DATA SHOWN below:
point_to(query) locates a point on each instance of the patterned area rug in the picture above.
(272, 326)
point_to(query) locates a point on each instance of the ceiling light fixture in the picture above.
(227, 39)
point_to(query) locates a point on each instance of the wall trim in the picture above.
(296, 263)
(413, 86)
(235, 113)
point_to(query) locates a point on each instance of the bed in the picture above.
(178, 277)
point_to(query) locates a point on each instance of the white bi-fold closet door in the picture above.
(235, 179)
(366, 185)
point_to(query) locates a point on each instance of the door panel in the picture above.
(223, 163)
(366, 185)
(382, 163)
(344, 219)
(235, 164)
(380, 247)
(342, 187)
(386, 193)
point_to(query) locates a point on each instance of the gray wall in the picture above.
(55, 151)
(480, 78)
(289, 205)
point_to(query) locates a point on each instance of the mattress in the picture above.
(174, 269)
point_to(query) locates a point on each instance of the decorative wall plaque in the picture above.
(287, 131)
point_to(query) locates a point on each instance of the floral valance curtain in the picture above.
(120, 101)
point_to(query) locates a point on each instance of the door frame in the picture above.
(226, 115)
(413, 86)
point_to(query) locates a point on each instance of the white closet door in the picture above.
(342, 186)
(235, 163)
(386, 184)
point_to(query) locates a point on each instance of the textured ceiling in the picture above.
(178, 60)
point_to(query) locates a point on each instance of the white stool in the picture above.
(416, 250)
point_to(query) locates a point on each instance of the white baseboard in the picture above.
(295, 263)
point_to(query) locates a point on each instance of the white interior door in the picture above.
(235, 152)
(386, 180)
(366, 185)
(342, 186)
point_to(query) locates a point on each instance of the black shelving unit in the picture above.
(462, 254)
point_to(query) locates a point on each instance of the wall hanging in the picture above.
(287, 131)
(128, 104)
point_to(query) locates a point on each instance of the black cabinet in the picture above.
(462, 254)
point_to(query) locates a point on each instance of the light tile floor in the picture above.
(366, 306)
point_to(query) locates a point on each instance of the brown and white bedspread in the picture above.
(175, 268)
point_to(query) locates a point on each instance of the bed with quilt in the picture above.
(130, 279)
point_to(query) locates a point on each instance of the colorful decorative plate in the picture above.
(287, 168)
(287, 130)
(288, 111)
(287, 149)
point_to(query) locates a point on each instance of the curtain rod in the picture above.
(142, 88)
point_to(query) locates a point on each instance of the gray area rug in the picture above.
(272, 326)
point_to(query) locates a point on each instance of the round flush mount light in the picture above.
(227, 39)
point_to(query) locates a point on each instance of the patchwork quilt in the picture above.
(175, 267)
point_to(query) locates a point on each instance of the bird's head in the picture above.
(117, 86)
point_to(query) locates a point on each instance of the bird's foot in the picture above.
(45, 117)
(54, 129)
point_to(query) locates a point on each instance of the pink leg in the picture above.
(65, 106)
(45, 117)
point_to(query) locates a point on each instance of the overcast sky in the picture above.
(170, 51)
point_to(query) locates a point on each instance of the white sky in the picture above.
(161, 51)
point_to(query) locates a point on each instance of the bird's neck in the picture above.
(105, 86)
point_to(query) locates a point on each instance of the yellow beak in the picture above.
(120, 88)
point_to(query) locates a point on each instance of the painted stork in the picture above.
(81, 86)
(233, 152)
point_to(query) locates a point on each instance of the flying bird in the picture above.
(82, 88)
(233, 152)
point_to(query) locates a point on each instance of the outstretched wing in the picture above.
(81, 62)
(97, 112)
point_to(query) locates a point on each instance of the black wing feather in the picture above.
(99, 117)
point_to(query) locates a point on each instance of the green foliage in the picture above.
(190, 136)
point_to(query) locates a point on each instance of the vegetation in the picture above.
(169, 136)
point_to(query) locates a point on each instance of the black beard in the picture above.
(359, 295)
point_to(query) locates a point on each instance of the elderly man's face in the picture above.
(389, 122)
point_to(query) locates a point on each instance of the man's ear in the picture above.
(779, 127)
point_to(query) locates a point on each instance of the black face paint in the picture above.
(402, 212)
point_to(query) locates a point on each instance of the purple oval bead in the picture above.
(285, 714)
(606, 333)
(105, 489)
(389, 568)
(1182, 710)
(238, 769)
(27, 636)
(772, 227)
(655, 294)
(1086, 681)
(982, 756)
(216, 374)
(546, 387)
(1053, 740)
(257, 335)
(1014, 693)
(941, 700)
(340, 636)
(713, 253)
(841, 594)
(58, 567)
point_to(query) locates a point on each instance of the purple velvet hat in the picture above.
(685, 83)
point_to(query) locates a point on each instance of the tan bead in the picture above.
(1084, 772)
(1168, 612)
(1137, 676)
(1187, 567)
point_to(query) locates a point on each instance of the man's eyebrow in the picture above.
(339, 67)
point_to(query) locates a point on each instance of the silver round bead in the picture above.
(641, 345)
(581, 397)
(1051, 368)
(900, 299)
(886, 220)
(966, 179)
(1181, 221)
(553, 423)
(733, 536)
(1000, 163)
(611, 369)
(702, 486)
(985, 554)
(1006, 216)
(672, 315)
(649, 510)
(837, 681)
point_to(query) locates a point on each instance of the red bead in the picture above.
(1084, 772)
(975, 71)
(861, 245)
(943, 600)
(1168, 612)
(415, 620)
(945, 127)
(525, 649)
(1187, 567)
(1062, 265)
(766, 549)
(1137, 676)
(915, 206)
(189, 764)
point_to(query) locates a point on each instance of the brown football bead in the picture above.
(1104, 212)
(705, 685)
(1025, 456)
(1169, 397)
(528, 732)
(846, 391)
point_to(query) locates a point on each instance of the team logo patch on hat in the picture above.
End of DATA SHOWN.
An exact copy of every line above is needed.

**TASK SOLUTION**.
point_to(query) locates a point on each instance of the patterned area rug in the picture above.
(272, 326)
point_to(query) locates a point on each instance of the ceiling light fixture in the picture above.
(227, 39)
point_to(query) locates a point on each instance of the wall trim in the picture above.
(296, 263)
(413, 86)
(235, 113)
point_to(query) locates a point on each instance of the bed in the picture above.
(178, 277)
point_to(query) locates a point on each instance of the white bi-fold closet door in the picture above.
(235, 179)
(366, 185)
point_to(query) locates a point on each instance of the door panel in the picture above.
(223, 163)
(366, 185)
(382, 163)
(344, 219)
(235, 164)
(380, 247)
(342, 187)
(386, 193)
point_to(query) locates a point on each instance of the gray wall in the picture above.
(55, 151)
(480, 78)
(289, 205)
point_to(query) locates a point on each instance of the mattress in the picture above.
(174, 269)
point_to(query) locates a point on each instance of the decorative wall plaque in the picture above.
(287, 131)
point_to(query) locates a point on each instance of the floral valance curtain in the picture above.
(120, 101)
point_to(query) locates a point on each instance of the door frame in the picture above.
(226, 115)
(413, 86)
point_to(query) locates a point on each instance of the white closet door in the picture above.
(342, 186)
(235, 163)
(386, 184)
point_to(query) locates a point on each instance of the textured ceiling in the picture above.
(178, 60)
point_to(query) locates a point on each instance of the white stool in the picture above.
(416, 250)
point_to(query) locates a point on each instance of the white baseboard in the picture above.
(295, 263)
point_to(query) locates a point on each instance of the white interior door in the picture above.
(235, 152)
(386, 180)
(366, 185)
(342, 186)
point_to(query) locates a point on each instance of the black shelving unit in the picture above.
(462, 254)
point_to(query) locates a point on each instance of the wall hanging in the picture above.
(287, 131)
(128, 104)
point_to(query) locates a point on each instance of the black cabinet in the picture above.
(462, 254)
point_to(query) locates a point on each instance of the light tile floor in the picture above.
(366, 306)
point_to(query) locates a point on each instance of the brown and white bedspread in the picture above.
(175, 268)
point_to(query) locates a point on each instance of the bed with quilt in the picture above.
(130, 279)
point_to(query) locates a point on each instance of the colorful decorative plate in the picture above.
(287, 168)
(287, 130)
(288, 111)
(287, 149)
point_to(query) locates a point on each instance of the curtain rod in the picture above.
(142, 88)
point_to(query) locates a point on each instance of the gray area rug in the picture above.
(272, 326)
point_to(query) locates a point on each instance of the round flush mount light in the picture above.
(227, 39)
point_to(query) locates a point on each instance of the patchwork quilt in the picture above.
(175, 267)
point_to(query) locates a point on each instance of the bird's head in the picture above.
(117, 86)
point_to(query) locates a point on each instance of the bird's foot in the picture above.
(45, 117)
(54, 129)
point_to(query) locates a point on each instance of the pink leg in the picture above.
(65, 106)
(45, 117)
point_to(query) locates a point on each instance of the overcast sky in the picture above.
(170, 51)
point_to(query) locates a point on each instance of the white sky in the picture above.
(161, 51)
point_to(query) locates a point on each instance of the bird's neck in the picture above.
(105, 86)
point_to(query) locates a point on each instance of the yellow beak in the picture above.
(120, 88)
point_to(query) locates a point on each instance of the painted stork in the picture above.
(81, 86)
(233, 152)
point_to(query) locates a point on each instance of the flying bird in the picture above.
(82, 88)
(233, 152)
point_to(query) locates a point on each instance of the outstretched wing in the picture above.
(81, 62)
(97, 112)
point_to(query) locates a point on each instance of the black wing feather in the picture above.
(99, 117)
point_to(query) locates a point on each instance of the green foliage in the picture above.
(190, 136)
point_to(query) locates a point on each instance of the vegetation in the picture above.
(169, 136)
point_to(query) locates a point on each instance of the black beard in the picture above.
(359, 295)
point_to(query) locates a point on each instance of the elderly man's face in the picture above.
(389, 122)
point_to(query) locates a point on each instance of the man's ear in the picture above.
(779, 127)
point_to(query) locates a point on each instance of the black face paint in the picture above.
(402, 212)
point_to(query) locates a point on each instance of the purple oval bead in the picture above.
(285, 714)
(606, 333)
(105, 489)
(389, 568)
(1182, 710)
(238, 769)
(27, 636)
(772, 227)
(655, 294)
(1086, 681)
(982, 756)
(216, 374)
(546, 387)
(1053, 740)
(257, 335)
(1014, 693)
(941, 700)
(340, 636)
(713, 253)
(841, 594)
(58, 567)
point_to(query) locates a point on each instance of the purple velvet hat in the picture above.
(685, 83)
point_to(query) locates a point on each instance of the tan bead in the picture above.
(1084, 772)
(1168, 612)
(1137, 676)
(1187, 567)
point_to(query) locates a point on each instance of the man's eyebrow in the picture above.
(339, 67)
point_to(query) locates a point on each instance of the silver round bead in the picture above.
(641, 345)
(581, 397)
(1051, 368)
(900, 299)
(886, 220)
(966, 179)
(1181, 221)
(553, 423)
(733, 536)
(1000, 163)
(611, 369)
(702, 486)
(985, 554)
(1006, 216)
(672, 315)
(649, 510)
(837, 681)
point_to(query) locates a point on each instance of the red bead in the picture above.
(1084, 772)
(975, 71)
(861, 245)
(943, 600)
(1168, 612)
(415, 620)
(945, 127)
(525, 649)
(1187, 567)
(1062, 265)
(766, 549)
(1137, 676)
(915, 206)
(189, 764)
point_to(query) locates a point on each instance of the brown football bead in the picture above.
(1104, 212)
(705, 685)
(1025, 456)
(1169, 397)
(528, 732)
(846, 391)
point_to(query) locates a point on each instance of the team logo patch on hat in the picture above.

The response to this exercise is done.